>> START

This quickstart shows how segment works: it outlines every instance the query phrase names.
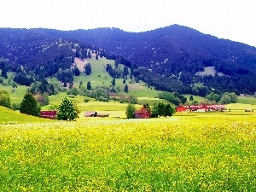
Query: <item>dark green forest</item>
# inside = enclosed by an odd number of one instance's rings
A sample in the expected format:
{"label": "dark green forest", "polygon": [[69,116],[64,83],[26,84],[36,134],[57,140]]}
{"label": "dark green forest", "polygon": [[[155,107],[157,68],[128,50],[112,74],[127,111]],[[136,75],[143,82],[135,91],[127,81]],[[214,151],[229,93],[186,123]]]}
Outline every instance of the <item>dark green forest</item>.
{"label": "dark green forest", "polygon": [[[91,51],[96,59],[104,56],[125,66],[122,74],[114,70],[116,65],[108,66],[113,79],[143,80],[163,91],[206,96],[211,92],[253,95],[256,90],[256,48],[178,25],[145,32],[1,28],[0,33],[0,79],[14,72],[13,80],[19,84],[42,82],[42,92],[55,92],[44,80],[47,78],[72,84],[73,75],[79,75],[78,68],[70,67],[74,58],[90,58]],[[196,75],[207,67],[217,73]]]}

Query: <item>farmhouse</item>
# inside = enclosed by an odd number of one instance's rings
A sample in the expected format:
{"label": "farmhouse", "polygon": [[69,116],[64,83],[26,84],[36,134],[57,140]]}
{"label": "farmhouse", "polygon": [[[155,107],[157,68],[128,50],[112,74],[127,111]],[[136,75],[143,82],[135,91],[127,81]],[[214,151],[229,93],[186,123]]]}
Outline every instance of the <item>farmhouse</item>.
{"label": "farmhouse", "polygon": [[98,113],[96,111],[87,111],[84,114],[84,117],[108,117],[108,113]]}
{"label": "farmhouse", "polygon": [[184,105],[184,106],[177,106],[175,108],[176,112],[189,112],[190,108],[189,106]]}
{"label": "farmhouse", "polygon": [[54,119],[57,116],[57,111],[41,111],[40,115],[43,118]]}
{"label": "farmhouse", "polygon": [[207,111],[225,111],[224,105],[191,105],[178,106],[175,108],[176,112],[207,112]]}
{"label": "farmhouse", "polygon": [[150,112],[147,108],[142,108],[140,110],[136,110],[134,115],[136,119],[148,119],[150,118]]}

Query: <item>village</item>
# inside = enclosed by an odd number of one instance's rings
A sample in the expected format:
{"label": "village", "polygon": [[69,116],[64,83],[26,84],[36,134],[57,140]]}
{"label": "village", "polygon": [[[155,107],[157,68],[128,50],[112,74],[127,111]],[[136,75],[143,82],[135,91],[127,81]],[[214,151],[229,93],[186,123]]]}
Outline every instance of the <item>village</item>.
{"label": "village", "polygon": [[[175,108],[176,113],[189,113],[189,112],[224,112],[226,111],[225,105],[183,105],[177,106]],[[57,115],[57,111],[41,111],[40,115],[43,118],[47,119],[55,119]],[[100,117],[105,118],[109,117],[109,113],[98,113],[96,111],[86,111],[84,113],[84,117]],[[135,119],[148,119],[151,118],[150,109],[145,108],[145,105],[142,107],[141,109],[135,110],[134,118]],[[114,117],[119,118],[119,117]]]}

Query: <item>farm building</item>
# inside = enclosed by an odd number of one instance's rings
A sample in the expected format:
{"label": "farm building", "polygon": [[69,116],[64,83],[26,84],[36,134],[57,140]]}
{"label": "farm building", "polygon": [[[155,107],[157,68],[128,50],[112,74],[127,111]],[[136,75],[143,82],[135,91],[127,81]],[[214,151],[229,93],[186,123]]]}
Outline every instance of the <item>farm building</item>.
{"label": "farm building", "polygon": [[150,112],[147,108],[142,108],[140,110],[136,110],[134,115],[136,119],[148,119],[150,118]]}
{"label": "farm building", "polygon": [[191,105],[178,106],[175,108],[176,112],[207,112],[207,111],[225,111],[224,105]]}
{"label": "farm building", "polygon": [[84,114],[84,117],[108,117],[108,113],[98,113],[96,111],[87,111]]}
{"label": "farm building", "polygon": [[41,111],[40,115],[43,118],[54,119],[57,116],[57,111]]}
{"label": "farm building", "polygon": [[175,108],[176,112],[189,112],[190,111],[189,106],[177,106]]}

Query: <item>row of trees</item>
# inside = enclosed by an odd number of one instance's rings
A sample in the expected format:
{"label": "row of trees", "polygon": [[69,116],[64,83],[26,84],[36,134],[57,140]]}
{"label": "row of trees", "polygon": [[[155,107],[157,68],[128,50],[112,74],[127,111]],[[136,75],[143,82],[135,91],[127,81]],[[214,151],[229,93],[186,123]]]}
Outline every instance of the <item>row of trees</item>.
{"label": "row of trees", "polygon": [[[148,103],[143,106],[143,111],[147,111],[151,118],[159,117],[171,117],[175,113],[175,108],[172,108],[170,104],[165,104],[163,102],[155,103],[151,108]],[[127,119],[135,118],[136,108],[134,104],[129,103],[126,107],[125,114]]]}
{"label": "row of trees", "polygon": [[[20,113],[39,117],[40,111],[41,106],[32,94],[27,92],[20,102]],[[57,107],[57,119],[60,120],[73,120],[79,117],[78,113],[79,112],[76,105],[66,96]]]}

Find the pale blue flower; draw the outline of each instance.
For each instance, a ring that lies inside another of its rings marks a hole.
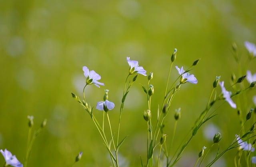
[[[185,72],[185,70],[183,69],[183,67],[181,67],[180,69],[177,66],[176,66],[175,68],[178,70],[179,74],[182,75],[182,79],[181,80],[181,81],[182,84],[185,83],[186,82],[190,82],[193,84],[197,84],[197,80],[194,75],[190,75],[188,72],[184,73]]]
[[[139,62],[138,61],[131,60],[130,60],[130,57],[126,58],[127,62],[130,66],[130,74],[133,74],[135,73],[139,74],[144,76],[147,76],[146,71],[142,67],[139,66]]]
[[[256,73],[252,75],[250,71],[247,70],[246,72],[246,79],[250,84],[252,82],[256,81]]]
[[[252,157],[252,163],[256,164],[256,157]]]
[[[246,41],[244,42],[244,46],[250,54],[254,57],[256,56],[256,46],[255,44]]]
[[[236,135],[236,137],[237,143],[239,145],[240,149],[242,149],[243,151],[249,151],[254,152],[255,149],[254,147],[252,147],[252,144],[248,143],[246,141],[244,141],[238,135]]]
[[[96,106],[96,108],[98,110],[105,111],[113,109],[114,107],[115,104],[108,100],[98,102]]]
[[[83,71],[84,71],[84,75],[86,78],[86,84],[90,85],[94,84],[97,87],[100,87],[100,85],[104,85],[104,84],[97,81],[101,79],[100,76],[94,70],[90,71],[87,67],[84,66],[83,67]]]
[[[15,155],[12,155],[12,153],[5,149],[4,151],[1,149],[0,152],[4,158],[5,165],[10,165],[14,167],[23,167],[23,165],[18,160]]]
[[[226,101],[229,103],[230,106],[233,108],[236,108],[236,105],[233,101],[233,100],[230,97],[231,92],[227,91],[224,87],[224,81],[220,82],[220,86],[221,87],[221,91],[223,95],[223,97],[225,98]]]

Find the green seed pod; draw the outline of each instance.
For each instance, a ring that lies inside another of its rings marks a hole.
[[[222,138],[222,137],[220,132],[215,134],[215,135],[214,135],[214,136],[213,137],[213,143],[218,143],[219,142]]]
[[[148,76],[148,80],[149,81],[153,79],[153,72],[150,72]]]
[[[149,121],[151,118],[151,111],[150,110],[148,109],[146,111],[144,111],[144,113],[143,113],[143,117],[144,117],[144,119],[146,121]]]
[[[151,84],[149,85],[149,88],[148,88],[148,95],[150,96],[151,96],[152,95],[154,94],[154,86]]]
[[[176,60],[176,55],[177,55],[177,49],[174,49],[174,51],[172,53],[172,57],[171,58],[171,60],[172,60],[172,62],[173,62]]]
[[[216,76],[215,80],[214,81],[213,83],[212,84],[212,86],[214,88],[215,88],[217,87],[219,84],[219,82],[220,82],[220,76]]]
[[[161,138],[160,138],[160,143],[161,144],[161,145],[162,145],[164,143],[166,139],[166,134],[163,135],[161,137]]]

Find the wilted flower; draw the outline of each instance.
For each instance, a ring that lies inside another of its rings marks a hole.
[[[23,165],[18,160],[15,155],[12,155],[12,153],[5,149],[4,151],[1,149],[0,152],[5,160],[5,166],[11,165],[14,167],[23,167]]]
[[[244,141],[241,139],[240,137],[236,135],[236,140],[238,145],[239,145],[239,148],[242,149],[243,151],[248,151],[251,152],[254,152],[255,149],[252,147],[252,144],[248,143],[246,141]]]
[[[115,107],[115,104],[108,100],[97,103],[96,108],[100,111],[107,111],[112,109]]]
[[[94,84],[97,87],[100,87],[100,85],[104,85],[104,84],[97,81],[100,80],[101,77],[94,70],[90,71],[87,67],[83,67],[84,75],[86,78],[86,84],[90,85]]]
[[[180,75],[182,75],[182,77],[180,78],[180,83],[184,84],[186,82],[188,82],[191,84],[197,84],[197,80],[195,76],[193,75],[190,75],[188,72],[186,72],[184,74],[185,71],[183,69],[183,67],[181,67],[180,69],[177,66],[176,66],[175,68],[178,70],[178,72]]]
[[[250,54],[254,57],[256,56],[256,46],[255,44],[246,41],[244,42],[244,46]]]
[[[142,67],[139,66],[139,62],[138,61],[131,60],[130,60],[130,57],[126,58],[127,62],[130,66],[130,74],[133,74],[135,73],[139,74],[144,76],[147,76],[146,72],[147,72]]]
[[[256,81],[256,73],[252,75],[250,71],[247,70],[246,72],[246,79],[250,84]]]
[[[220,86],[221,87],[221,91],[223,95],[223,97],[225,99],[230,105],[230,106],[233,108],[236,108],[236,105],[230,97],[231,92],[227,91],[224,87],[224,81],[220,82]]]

>> END
>> START

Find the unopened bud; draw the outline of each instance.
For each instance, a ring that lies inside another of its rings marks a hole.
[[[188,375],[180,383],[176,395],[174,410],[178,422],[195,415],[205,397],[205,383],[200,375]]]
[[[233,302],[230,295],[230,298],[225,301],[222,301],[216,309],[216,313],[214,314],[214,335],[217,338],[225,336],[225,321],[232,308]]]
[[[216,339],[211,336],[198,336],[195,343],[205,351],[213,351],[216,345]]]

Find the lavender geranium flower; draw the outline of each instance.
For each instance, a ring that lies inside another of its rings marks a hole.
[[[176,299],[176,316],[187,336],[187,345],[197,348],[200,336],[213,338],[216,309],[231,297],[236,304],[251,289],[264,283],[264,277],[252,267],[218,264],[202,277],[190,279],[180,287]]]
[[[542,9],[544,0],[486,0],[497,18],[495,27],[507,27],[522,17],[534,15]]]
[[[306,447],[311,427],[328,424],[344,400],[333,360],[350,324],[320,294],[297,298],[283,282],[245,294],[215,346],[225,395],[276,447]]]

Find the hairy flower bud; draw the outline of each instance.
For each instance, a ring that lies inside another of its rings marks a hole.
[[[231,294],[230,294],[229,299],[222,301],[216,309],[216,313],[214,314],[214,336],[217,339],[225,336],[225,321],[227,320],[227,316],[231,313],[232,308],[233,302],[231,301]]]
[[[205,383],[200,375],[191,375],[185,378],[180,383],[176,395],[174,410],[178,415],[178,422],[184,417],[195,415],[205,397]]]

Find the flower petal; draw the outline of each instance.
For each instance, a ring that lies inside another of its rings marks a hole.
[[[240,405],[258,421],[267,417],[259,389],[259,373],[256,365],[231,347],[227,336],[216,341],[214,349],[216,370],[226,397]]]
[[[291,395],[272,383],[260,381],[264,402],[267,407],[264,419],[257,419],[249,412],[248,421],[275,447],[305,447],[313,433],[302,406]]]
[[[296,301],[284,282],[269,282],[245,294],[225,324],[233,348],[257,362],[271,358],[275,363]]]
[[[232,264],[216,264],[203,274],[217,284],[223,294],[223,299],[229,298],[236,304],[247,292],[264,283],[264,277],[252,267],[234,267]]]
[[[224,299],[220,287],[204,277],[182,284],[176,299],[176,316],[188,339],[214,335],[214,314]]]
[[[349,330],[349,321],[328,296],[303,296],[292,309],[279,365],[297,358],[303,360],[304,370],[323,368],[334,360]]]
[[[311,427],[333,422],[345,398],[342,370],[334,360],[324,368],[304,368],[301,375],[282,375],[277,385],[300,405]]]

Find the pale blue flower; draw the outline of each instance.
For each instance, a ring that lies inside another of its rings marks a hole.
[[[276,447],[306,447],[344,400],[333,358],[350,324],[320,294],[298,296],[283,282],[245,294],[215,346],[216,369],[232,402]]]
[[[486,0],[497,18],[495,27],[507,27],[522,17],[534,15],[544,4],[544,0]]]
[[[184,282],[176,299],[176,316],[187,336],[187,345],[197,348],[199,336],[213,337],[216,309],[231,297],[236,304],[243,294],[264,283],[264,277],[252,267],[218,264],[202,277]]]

>> END
>> START

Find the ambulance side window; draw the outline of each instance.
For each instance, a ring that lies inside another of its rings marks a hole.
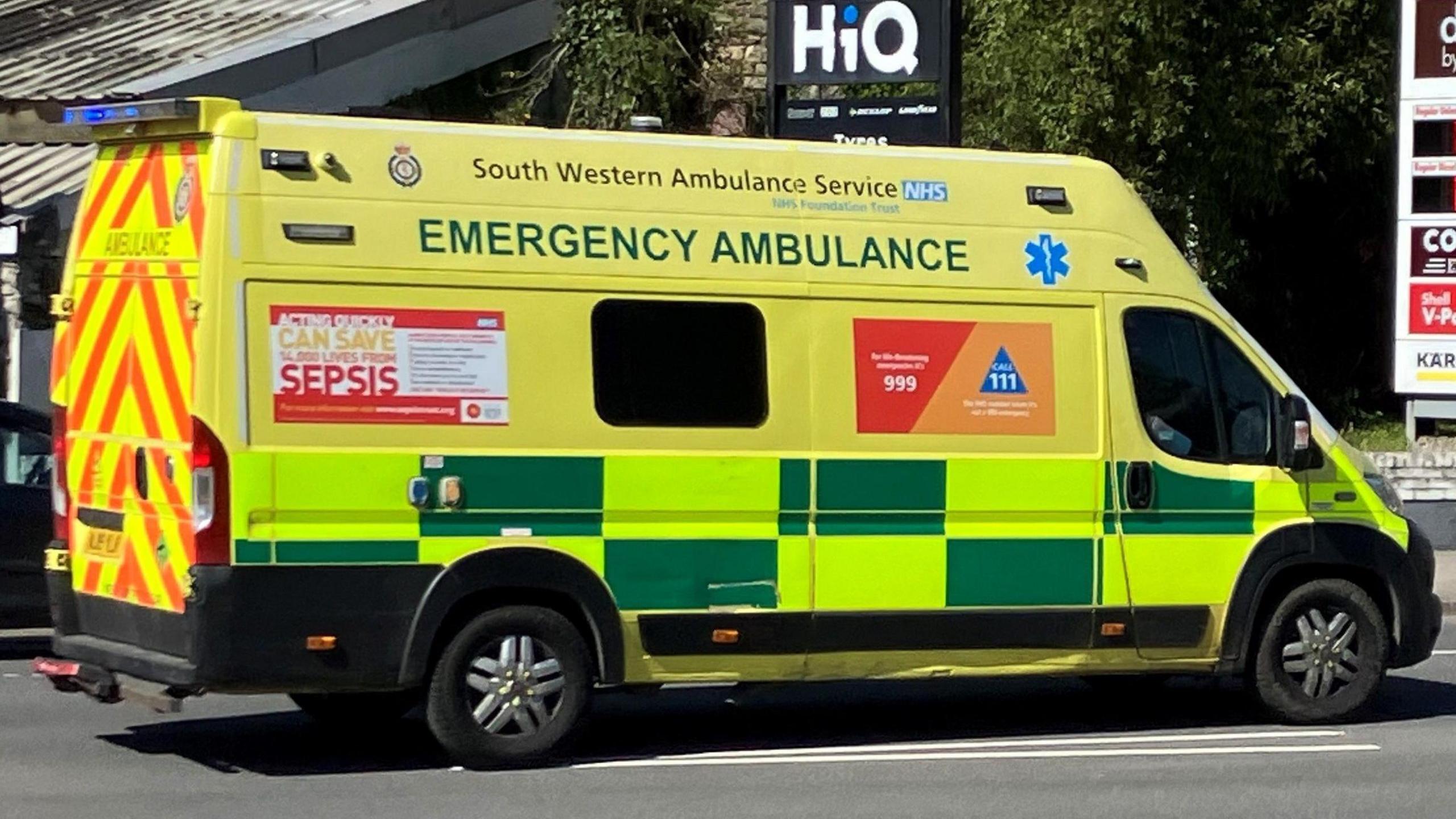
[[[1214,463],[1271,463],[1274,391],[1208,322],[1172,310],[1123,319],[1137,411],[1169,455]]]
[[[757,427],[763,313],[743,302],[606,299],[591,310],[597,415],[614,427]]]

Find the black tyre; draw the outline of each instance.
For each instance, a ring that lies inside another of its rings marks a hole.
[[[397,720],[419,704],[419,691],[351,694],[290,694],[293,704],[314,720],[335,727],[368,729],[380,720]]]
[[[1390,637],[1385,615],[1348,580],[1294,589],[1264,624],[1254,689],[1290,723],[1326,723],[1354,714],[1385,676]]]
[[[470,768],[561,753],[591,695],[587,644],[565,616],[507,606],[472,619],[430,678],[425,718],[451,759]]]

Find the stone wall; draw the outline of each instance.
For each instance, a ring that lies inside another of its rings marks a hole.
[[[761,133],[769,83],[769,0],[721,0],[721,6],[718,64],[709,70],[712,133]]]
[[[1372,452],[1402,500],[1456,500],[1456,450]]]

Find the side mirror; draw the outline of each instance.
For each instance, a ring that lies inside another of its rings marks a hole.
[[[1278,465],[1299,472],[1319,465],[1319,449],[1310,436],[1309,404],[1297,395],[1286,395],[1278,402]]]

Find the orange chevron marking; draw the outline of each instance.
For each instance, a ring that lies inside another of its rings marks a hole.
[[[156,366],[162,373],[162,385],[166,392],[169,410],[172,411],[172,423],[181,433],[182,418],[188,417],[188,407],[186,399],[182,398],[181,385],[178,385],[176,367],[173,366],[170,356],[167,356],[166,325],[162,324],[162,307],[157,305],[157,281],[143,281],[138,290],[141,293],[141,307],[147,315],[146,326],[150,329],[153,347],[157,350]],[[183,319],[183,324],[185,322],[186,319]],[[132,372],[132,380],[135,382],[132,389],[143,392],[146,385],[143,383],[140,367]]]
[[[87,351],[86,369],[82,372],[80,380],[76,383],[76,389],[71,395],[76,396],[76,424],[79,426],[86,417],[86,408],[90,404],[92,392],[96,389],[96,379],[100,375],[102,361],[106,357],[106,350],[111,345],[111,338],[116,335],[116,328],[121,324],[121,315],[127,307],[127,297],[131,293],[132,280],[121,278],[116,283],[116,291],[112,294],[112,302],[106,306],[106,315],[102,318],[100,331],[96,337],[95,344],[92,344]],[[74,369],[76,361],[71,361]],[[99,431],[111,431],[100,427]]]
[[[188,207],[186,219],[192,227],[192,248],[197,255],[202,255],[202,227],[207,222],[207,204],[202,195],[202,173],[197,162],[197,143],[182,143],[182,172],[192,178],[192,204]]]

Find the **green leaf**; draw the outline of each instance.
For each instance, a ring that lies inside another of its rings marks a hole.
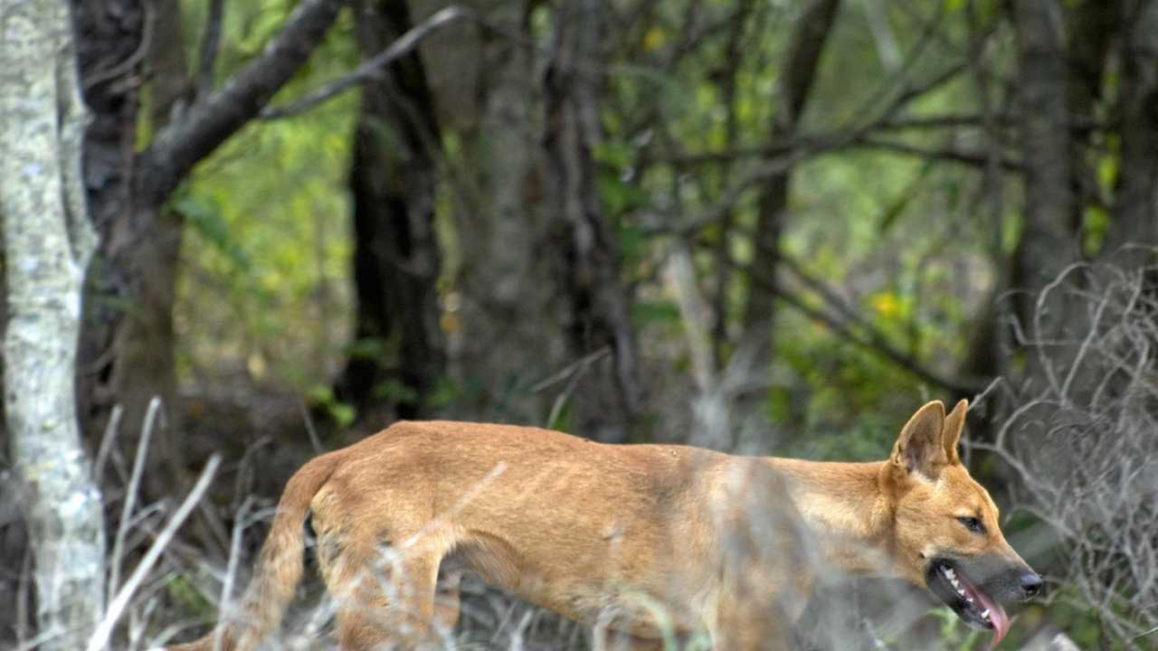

>> END

● **Work to do**: Can you lay out the data above, from the line with "This quickstart shows" to the line with "Outline every instance of the <item>dark", both included, as a Markdown table with the columns Row and Text? Number each line in the Row column, skip blank lines, and leave the pictures out.

● **Task result**:
| Row | Text |
|---|---|
| 1 | This quickstart shows how segment works: it outlines every instance the query phrase names. |
| 2 | Query: <item>dark green forest</item> |
| 3 | # inside = enclosed by an odd number of one instance's rings |
| 4 | A sample in the expected format: |
| 5 | {"label": "dark green forest", "polygon": [[69,116],[64,83],[26,84],[36,134],[57,140]]} |
| 6 | {"label": "dark green forest", "polygon": [[[155,107],[157,68],[128,50],[112,74],[127,111]],[[136,75],[143,82],[135,91],[127,81]],[[214,151],[229,93],[186,123]]]} |
| 7 | Outline every instance of the <item>dark green forest</item>. |